* **Exercise**
From the listing below, select every line where the word "positive" appears.

* **Source information**
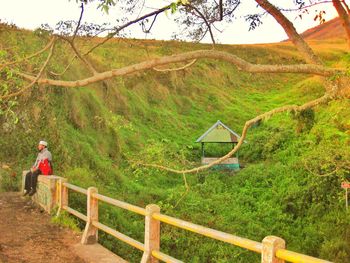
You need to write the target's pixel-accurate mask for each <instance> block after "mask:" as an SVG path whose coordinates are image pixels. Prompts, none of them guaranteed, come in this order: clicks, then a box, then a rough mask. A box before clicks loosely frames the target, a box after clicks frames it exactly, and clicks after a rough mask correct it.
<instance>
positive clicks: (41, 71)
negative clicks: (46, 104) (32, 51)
mask: <svg viewBox="0 0 350 263" xmlns="http://www.w3.org/2000/svg"><path fill="white" fill-rule="evenodd" d="M54 46H55V42H52V43H51V47H50V52H49V55H48V56H47V58H46V60H45V62H44V64H43V66H42V67H41V69H40V71H39V73H38V74H37V75H36V77H35V78H33V80H32V82H31V83H29V84H28V85H27V86H25V87H23V88H22V89H20V90H19V91H17V92H14V93H11V94H7V95H3V96H0V99H9V98H12V97H16V96H18V95H21V94H22V93H23V92H25V91H26V90H28V89H30V88H31V87H33V86H34V84H35V83H36V82H37V81H38V80H39V79H40V77H41V75H42V74H43V72H44V70H45V68H46V66H47V64H48V63H49V61H50V59H51V57H52V54H53V49H54Z"/></svg>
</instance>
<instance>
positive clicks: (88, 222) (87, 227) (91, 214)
mask: <svg viewBox="0 0 350 263" xmlns="http://www.w3.org/2000/svg"><path fill="white" fill-rule="evenodd" d="M95 193H96V194H97V193H98V190H97V188H95V187H89V188H88V190H87V222H86V225H85V230H84V233H83V236H82V238H81V243H82V244H83V245H87V244H95V243H96V242H97V240H98V229H97V227H95V226H93V224H92V222H93V221H98V199H97V198H94V197H93V194H95Z"/></svg>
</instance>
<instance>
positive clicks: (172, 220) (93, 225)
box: [59, 179, 331, 263]
mask: <svg viewBox="0 0 350 263" xmlns="http://www.w3.org/2000/svg"><path fill="white" fill-rule="evenodd" d="M60 186H61V188H60V192H61V193H60V199H61V200H60V205H61V206H60V209H64V210H66V211H67V212H69V213H71V214H73V215H75V216H76V217H78V218H80V219H82V220H84V221H86V222H87V223H89V221H91V219H90V218H89V216H88V215H89V211H88V215H87V216H86V215H83V214H82V213H80V212H78V211H76V210H74V209H73V208H71V207H69V206H68V205H66V204H63V205H62V198H63V197H62V193H63V192H64V187H66V188H68V189H71V190H73V191H76V192H79V193H82V194H85V195H87V196H88V198H89V195H90V198H94V199H95V200H100V201H103V202H106V203H108V204H111V205H114V206H116V207H119V208H123V209H125V210H128V211H130V212H134V213H137V214H140V215H143V216H146V219H147V216H149V220H152V219H153V220H157V221H159V222H163V223H166V224H169V225H172V226H175V227H178V228H182V229H185V230H188V231H191V232H194V233H197V234H200V235H203V236H207V237H209V238H212V239H216V240H220V241H223V242H226V243H229V244H233V245H235V246H238V247H241V248H245V249H248V250H250V251H254V252H256V253H260V254H262V255H263V253H268V252H266V251H264V250H266V249H264V240H265V239H264V240H263V242H262V243H261V242H257V241H253V240H250V239H247V238H242V237H239V236H235V235H232V234H228V233H225V232H222V231H219V230H215V229H211V228H207V227H204V226H201V225H197V224H194V223H191V222H188V221H184V220H182V219H178V218H175V217H171V216H167V215H164V214H161V213H159V212H155V213H153V214H151V215H148V213H147V209H144V208H141V207H138V206H135V205H132V204H129V203H126V202H123V201H120V200H117V199H113V198H111V197H107V196H104V195H101V194H98V193H97V192H92V193H91V194H89V189H88V190H86V189H84V188H81V187H78V186H76V185H73V184H69V183H67V182H62V180H61V179H60ZM96 190H97V189H96ZM65 193H67V194H68V192H67V191H65ZM65 200H66V202H67V200H68V198H67V197H66V198H65ZM88 200H89V199H88ZM88 207H89V205H88ZM158 209H159V208H158ZM59 211H60V210H59ZM90 223H91V225H92V226H94V227H96V228H97V229H100V230H102V231H104V232H106V233H108V234H110V235H112V236H114V237H116V238H117V239H119V240H121V241H123V242H125V243H127V244H129V245H131V246H133V247H135V248H137V249H139V250H141V251H144V252H145V251H146V245H145V244H143V243H141V242H139V241H137V240H134V239H132V238H131V237H129V236H126V235H124V234H122V233H120V232H118V231H116V230H114V229H112V228H110V227H108V226H106V225H104V224H102V223H100V222H98V221H94V220H92V221H91V222H90ZM267 238H272V240H274V241H276V240H278V241H281V240H282V239H280V238H278V237H273V236H269V237H267ZM269 241H270V240H269ZM282 241H283V240H282ZM283 243H284V241H283ZM271 246H274V245H271ZM268 249H271V251H272V254H273V255H272V256H271V261H270V257H268V260H264V259H263V257H262V262H267V263H268V262H273V261H272V260H273V258H278V259H282V260H287V261H289V262H304V263H331V262H330V261H327V260H323V259H319V258H315V257H311V256H307V255H304V254H301V253H297V252H293V251H290V250H287V249H284V244H283V248H278V247H270V246H269V245H268ZM271 251H270V252H271ZM148 252H149V254H150V255H152V256H153V257H154V258H156V259H160V260H163V261H165V262H173V263H181V262H182V261H180V260H178V259H175V258H173V257H171V256H169V255H166V254H164V253H162V252H160V251H159V250H158V249H153V250H151V251H148ZM147 260H148V258H147ZM141 262H147V261H143V260H142V261H141Z"/></svg>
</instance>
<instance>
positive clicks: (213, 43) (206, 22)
mask: <svg viewBox="0 0 350 263" xmlns="http://www.w3.org/2000/svg"><path fill="white" fill-rule="evenodd" d="M185 6H188V7H189V8H192V9H193V10H194V11H196V12H197V13H198V14H199V16H200V17H201V18H202V19H203V20H204V23H205V24H206V25H207V28H208V31H209V34H210V37H211V41H212V42H213V46H215V39H214V34H213V31H212V30H211V26H210V23H209V22H208V20H207V19H206V17H205V16H204V14H203V13H202V12H201V11H199V9H198V8H197V7H195V6H193V5H191V4H186V5H185Z"/></svg>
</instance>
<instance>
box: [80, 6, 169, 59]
mask: <svg viewBox="0 0 350 263" xmlns="http://www.w3.org/2000/svg"><path fill="white" fill-rule="evenodd" d="M168 9H170V5H168V6H165V7H163V8H160V9H158V10H156V11H153V12H151V13H148V14H146V15H144V16H141V17H138V18H136V19H134V20H132V21H129V22H127V23H125V24H124V25H122V26H119V27H116V28H114V32H113V33H110V34H109V35H108V36H107V37H106V38H105V39H104V40H103V41H102V42H100V43H98V44H97V45H95V46H93V47H92V48H91V49H90V50H89V51H88V52H86V53H85V54H84V56H86V55H88V54H90V53H91V52H92V51H93V50H94V49H96V48H98V47H100V46H102V45H103V44H105V43H106V42H107V41H108V40H110V39H111V38H113V37H114V36H115V35H117V34H118V33H119V32H120V31H121V30H123V29H125V28H127V27H128V26H130V25H132V24H135V23H137V22H140V21H142V20H144V19H146V18H148V17H151V16H155V15H158V14H160V13H163V12H164V11H166V10H168Z"/></svg>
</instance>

* **Exercise solution**
positive clicks: (41, 71)
positive clicks: (88, 222) (87, 227) (91, 214)
positive clicks: (172, 220) (93, 225)
positive clicks: (213, 43) (206, 22)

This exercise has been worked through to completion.